__PAGE EXCERPT__
* START *

= Millie Kirkham =

American singer (1923 - 2014)

Millie Kirkham (born Mildred Eakes; June 24, 1923 – December 14, 2014) was an American singer who was featured on many classic hit recordings from the mid-1950s through the 1980s.

==Early life==

Kirkham was born Mildred Eakes in Hermitage, Tennessee. She performed in high school bands in the early 1940s before graduating to session work.

Kirkham was known as the "Nashville soprano" on numerous hit records and became affectionately known as the fifth member of the Jordanaires. She worked with Patsy Cline, Roy Orbison, Brenda Lee, Eddy Arnold, Elvis Presley, George Jones, and others.

Kirkham first became noticed in 1957 on Ferlin Husky's #1 country and #4 cross-over hit recording of "Gone", in which she sang the angelic background harmony. Elvis Presley asked the Jordanaires, "Who is that lady that sang on 'Gone'?", to which the Jordanaires replied, "That's Millie, Millie Kirkham." They called her and she accepted.

* END *

__PROVIDED DATA__

* START *

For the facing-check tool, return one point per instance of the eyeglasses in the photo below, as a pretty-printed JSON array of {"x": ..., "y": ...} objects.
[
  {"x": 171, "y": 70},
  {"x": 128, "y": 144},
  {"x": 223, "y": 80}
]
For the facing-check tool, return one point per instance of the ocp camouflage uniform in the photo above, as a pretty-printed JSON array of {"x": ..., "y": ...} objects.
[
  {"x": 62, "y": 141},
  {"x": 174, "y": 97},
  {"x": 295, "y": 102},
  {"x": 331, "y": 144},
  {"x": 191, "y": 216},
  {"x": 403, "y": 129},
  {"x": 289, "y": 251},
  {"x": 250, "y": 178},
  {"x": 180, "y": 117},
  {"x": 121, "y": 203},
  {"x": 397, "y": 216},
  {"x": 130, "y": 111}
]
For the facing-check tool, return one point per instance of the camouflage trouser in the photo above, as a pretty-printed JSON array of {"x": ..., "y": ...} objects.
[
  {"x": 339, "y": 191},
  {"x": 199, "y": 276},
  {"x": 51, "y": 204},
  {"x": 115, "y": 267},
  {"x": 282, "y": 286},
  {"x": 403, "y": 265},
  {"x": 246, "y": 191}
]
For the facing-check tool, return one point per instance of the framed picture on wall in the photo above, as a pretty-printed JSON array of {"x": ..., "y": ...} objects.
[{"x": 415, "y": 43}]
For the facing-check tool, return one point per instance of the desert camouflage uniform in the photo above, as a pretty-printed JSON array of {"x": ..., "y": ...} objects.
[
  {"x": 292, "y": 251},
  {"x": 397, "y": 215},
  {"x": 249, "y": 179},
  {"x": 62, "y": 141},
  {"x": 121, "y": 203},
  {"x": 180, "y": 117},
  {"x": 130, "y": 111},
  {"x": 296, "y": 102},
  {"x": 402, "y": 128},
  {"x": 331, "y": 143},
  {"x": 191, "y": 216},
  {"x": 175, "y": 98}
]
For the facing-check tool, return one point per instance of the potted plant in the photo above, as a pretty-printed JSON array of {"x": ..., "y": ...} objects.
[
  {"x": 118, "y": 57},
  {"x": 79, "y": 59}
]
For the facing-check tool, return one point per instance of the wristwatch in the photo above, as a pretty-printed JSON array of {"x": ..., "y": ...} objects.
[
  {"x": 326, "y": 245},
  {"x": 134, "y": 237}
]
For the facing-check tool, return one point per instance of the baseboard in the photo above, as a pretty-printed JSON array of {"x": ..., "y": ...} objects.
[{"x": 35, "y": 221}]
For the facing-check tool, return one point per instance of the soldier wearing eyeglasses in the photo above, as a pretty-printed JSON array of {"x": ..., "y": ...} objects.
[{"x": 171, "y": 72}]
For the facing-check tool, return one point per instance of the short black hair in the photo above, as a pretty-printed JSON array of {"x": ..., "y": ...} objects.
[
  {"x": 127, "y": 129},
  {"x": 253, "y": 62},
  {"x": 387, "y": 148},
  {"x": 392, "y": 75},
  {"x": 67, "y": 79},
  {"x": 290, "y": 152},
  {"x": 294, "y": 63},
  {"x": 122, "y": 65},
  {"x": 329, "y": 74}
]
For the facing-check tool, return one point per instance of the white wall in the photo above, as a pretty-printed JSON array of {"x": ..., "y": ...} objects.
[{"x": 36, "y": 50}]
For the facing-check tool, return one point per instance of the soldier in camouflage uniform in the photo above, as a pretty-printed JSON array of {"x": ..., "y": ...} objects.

* END *

Repeat word for word the stretch of the Millie Kirkham text starting with "American singer (1923" and going on through "Jones, and others.".

American singer (1923 - 2014)

Millie Kirkham (born Mildred Eakes; June 24, 1923 – December 14, 2014) was an American singer who was featured on many classic hit recordings from the mid-1950s through the 1980s.

==Early life==

Kirkham was born Mildred Eakes in Hermitage, Tennessee. She performed in high school bands in the early 1940s before graduating to session work.

Kirkham was known as the "Nashville soprano" on numerous hit records and became affectionately known as the fifth member of the Jordanaires. She worked with Patsy Cline, Roy Orbison, Brenda Lee, Eddy Arnold, Elvis Presley, George Jones, and others.